--- START ---
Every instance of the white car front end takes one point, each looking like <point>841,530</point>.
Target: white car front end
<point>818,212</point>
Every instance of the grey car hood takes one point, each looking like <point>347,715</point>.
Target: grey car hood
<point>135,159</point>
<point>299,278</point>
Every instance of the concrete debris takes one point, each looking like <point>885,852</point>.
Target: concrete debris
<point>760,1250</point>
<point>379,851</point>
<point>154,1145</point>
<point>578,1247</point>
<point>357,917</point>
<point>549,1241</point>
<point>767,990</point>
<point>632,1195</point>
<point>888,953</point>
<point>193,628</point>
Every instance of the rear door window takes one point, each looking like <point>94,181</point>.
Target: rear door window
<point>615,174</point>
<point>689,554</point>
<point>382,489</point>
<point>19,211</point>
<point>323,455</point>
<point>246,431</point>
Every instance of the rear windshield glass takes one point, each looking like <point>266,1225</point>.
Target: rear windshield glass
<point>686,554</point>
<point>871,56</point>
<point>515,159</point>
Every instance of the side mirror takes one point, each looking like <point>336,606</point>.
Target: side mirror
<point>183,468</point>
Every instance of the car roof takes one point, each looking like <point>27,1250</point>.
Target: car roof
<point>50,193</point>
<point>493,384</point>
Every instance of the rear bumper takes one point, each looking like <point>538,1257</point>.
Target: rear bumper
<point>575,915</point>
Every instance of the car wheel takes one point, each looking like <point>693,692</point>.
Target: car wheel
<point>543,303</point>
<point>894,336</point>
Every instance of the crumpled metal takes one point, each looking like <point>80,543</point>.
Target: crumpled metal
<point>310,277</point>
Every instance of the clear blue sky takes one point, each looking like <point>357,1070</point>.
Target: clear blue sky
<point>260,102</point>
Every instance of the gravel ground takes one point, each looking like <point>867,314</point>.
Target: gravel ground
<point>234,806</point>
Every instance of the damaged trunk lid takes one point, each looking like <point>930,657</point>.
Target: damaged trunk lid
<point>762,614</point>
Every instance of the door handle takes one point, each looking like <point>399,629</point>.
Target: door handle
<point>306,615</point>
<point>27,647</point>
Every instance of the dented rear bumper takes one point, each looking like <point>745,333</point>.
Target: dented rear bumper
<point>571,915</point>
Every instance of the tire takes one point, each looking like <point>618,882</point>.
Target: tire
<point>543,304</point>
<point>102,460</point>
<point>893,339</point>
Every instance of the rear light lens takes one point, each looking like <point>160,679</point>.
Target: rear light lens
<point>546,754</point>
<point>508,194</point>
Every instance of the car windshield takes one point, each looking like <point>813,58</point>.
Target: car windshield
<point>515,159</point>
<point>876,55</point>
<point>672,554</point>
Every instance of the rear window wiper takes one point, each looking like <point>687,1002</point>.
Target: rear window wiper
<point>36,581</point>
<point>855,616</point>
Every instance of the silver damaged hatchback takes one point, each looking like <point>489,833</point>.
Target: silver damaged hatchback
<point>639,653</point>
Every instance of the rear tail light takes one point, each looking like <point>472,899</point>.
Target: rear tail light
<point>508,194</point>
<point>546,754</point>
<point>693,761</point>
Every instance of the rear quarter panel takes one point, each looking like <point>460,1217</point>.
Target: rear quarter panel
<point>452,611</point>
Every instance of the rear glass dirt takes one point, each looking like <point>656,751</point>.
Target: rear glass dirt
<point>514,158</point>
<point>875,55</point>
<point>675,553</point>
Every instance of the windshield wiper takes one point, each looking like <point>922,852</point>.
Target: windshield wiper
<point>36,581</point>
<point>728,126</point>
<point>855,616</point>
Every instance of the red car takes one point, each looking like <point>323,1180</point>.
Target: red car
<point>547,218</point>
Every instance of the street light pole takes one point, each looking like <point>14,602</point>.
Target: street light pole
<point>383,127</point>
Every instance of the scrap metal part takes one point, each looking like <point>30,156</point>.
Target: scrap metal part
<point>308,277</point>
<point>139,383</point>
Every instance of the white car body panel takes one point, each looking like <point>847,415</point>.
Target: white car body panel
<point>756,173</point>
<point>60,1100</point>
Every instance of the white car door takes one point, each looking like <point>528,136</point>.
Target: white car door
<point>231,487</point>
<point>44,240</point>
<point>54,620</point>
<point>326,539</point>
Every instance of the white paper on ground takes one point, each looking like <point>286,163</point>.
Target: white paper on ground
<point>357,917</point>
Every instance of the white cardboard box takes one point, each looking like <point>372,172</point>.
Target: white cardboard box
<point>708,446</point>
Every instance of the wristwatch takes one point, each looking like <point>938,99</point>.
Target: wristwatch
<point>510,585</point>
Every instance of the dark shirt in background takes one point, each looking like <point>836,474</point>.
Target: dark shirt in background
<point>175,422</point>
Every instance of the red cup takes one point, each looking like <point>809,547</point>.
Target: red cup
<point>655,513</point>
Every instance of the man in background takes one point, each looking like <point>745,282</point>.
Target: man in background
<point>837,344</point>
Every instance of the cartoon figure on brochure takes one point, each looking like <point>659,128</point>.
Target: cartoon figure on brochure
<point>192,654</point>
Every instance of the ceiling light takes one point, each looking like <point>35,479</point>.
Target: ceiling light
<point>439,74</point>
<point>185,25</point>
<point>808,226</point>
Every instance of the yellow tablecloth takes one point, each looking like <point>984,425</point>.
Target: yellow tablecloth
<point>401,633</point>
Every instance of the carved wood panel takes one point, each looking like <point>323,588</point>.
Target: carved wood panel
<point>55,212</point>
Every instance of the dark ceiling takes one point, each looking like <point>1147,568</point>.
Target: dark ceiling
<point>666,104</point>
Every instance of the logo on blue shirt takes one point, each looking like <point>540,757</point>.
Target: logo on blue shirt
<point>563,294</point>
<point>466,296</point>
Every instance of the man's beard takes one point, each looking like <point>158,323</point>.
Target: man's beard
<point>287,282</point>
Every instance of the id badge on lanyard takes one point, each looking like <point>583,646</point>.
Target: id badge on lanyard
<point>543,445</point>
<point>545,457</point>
--- END ---
__ASSIGNMENT__
Go through the records above and retype each one exactly.

__EXERCISE RESPONSE__
Every instance of the white car front end takes one point, each looking like <point>841,530</point>.
Target: white car front end
<point>818,212</point>
Every instance of the grey car hood takes one point, each looking like <point>347,715</point>.
Target: grey car hood
<point>135,159</point>
<point>299,278</point>
Every instance of the concrete debris takes one point, each looking like <point>885,852</point>.
Target: concrete debris
<point>760,1250</point>
<point>379,851</point>
<point>154,1145</point>
<point>578,1247</point>
<point>357,917</point>
<point>549,1241</point>
<point>767,990</point>
<point>632,1195</point>
<point>888,953</point>
<point>193,628</point>
Every instance of the rear door window takes one point, each looking like <point>94,181</point>.
Target: rear door window
<point>615,174</point>
<point>689,554</point>
<point>382,489</point>
<point>19,211</point>
<point>323,455</point>
<point>246,431</point>
Every instance of the rear windshield glass takes one point, each looking like <point>266,1225</point>.
Target: rear windshield glass
<point>686,554</point>
<point>871,56</point>
<point>515,159</point>
Every instance of the side mirror takes one point, each looking like <point>336,606</point>.
Target: side mirror
<point>183,468</point>
Every instance of the car roof takes one point, each looking like <point>27,1250</point>.
Target: car roof
<point>50,193</point>
<point>493,384</point>
Every instance of the rear bumper takes one point, each looking like <point>538,1257</point>.
Target: rear bumper
<point>575,915</point>
Every instance of the car wheel takes one point, each looking like <point>693,692</point>.
Target: car wheel
<point>543,303</point>
<point>894,336</point>
Every instance of the crumpled metal takes one point, each looking like <point>80,543</point>.
Target: crumpled metal
<point>310,277</point>
Every instance of the clear blue sky takes one point, each looking like <point>357,1070</point>.
Target: clear blue sky
<point>260,102</point>
Every instance of the gravel ground takes one point, each looking like <point>867,314</point>.
Target: gravel ground
<point>234,806</point>
Every instance of the damaged trunk lid takes one point, each looking like <point>930,657</point>.
Target: damaged trunk lid
<point>762,614</point>
Every instance of the door handle takes one point, each looking like <point>399,629</point>.
Target: door handle
<point>306,615</point>
<point>27,647</point>
Every instance of the dented rear bumper takes one point, each looking like <point>745,333</point>.
Target: dented rear bumper
<point>571,915</point>
Every instance of the tire takes one point, each looking like <point>618,882</point>.
Target: tire
<point>543,304</point>
<point>102,460</point>
<point>893,339</point>
Every instance of the rear light lens takes one point, each looking like <point>160,679</point>.
Target: rear light lens
<point>546,754</point>
<point>508,194</point>
Every instance of the car windshield takes one point, each looking like <point>813,58</point>.
Target: car windshield
<point>515,159</point>
<point>876,55</point>
<point>672,554</point>
Every instance of the rear window wiper takes one point, each looking like <point>687,1002</point>.
Target: rear window wiper
<point>36,581</point>
<point>855,616</point>
Every instance of the silver damaged hatchback takes one point, each looking like <point>489,833</point>.
Target: silver damaged hatchback
<point>639,653</point>
Every instance of the rear tail light takes one point, each looking like <point>472,899</point>.
Target: rear tail light
<point>508,194</point>
<point>546,754</point>
<point>693,761</point>
Every instance of the rear quarter panel takes one point, each looking like <point>460,1217</point>.
Target: rear quarter panel
<point>452,611</point>
Every instance of the rear glass dirt takes one point, each looking like <point>656,751</point>.
Target: rear glass dirt
<point>514,158</point>
<point>875,55</point>
<point>675,553</point>
Every instance of the windshield wiper takes one point, each looking like <point>922,852</point>.
Target: windshield wiper
<point>36,581</point>
<point>728,126</point>
<point>855,616</point>
Every instance of the red car takes one point, each looking like <point>323,1180</point>.
Target: red car
<point>547,218</point>
Every instance of the street light pole takes one point, each looking like <point>14,602</point>.
Target: street light pole
<point>383,127</point>
Every instance of the scrap metal part takes one point, each looking like <point>30,156</point>.
Target: scrap metal part
<point>308,277</point>
<point>139,383</point>
Every instance of the white car body panel takes one point, each looking like <point>847,415</point>.
Target: white car body panel
<point>756,173</point>
<point>60,1100</point>
Every instance of the white car door takes one point, each looking like <point>528,136</point>.
Target: white car door
<point>231,487</point>
<point>44,240</point>
<point>54,620</point>
<point>326,539</point>
Every instance of the white paper on ground takes one point, each looking like <point>286,163</point>.
Target: white paper on ground
<point>357,917</point>
Every instance of the white cardboard box takes one point, each looking like <point>372,172</point>.
Target: white cardboard box
<point>708,446</point>
Every instance of the wristwatch takes one point, each looking like <point>938,99</point>.
Target: wristwatch
<point>510,585</point>
Every instance of the dark shirt in background takes one point, each looking like <point>836,474</point>.
Target: dark shirt in background
<point>175,422</point>
Every instance of the red cup takes one point, each looking like <point>809,547</point>.
Target: red cup
<point>655,513</point>
Every instance of the man in background takes one point, each looking like <point>745,282</point>.
Target: man in background
<point>837,344</point>
Every instance of the cartoon figure on brochure takes one point, each looking like <point>659,128</point>.
Target: cartoon figure on brochure
<point>192,654</point>
Every instance of the ceiling light takes one point, each looking like <point>35,479</point>.
Target: ceiling light
<point>439,74</point>
<point>185,25</point>
<point>808,226</point>
Every instance of the yellow tablecloth takes one point, each looking like <point>984,425</point>.
Target: yellow tablecloth
<point>401,633</point>
Every instance of the carved wood panel takes one point, each looking like <point>323,588</point>.
Target: carved wood panel
<point>55,212</point>
Every instance of the dark ceiling takes one point, each looking like <point>1147,568</point>.
Target: dark ceiling
<point>666,104</point>
Every instance of the logo on blue shirt takes one point, each looking like <point>540,757</point>.
Target: logo on blue shirt
<point>563,294</point>
<point>466,296</point>
Every instance of the man's beard takes one point, each looking like <point>158,323</point>.
Target: man's beard
<point>287,282</point>
Every instance of the id badge on lanyard takes one point, each looking like <point>583,646</point>.
Target: id badge on lanyard
<point>543,445</point>
<point>545,457</point>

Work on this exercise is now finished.